Please reproduce only the rows from the line holding "of the wispy" through the line holding "column 528, row 393", inclusive, substituting "According to the spec" for each "Per the spec" and changing nothing else.

* * * *

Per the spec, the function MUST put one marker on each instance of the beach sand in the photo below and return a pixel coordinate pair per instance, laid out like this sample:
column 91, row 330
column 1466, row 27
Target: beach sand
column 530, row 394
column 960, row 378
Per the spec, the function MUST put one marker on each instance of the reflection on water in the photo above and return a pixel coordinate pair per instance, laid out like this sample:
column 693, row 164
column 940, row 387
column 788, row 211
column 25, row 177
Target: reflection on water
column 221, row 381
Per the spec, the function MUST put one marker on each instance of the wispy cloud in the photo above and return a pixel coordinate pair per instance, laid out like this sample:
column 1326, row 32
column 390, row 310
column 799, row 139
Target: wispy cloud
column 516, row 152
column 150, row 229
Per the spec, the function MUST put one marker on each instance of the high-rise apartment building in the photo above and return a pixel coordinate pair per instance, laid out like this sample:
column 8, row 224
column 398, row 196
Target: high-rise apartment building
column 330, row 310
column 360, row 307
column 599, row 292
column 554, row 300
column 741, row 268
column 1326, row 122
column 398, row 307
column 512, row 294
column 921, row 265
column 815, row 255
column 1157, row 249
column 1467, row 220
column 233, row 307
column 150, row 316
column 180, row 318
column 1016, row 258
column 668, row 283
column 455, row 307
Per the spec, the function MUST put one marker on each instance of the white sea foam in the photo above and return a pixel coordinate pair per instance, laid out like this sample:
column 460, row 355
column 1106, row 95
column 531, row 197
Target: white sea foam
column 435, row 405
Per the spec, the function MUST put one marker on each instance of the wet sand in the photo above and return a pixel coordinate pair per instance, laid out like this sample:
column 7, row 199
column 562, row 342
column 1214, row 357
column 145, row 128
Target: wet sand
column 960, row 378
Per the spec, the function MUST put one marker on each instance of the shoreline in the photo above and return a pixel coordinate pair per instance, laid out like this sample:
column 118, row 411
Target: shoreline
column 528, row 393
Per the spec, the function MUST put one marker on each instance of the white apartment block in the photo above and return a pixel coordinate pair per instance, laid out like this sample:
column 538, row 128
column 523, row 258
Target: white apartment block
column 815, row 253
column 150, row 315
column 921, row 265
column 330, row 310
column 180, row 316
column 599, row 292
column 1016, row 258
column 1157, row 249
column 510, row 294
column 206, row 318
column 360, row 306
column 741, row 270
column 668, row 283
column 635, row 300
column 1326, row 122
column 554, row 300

* * * *

_Exercise solution:_
According to the spec, the function MUST put one marker on each instance of the wispy cloud in the photo above and return a pixel coordinate pair per instance, laid out like this sample:
column 1326, row 32
column 390, row 310
column 799, row 139
Target: wispy cloud
column 516, row 152
column 150, row 229
According to the spec, the function MUST put one marker on each instance of the high-rise apartment building in the photo above and return a pixel coordinate pair per instance, laid out like this sample:
column 8, row 224
column 398, row 196
Target: high-rise apartment building
column 330, row 310
column 360, row 307
column 599, row 292
column 554, row 300
column 741, row 268
column 1326, row 122
column 398, row 307
column 512, row 294
column 921, row 265
column 815, row 255
column 1157, row 249
column 1467, row 220
column 233, row 307
column 150, row 316
column 180, row 318
column 1016, row 258
column 668, row 283
column 455, row 307
According to the spec, the function MUST put one marker on each instance of the white sea foam in the photo above and return a pixel coordinate pair per instance, laid out like this sample:
column 460, row 355
column 1106, row 95
column 531, row 197
Target: white sea foam
column 435, row 405
According to the spec, the function MUST put one marker on each instance of the wet sand in the photo above and return a pixel coordinate pair per instance, laid out like this sample:
column 7, row 199
column 562, row 342
column 1214, row 357
column 145, row 128
Target: wet sand
column 960, row 378
According to the spec, the function MUST put one marker on each instance of the shoreline in the photo above and return a pixel coordinate pair per instance, laid out like this sample:
column 118, row 411
Target: shoreline
column 528, row 393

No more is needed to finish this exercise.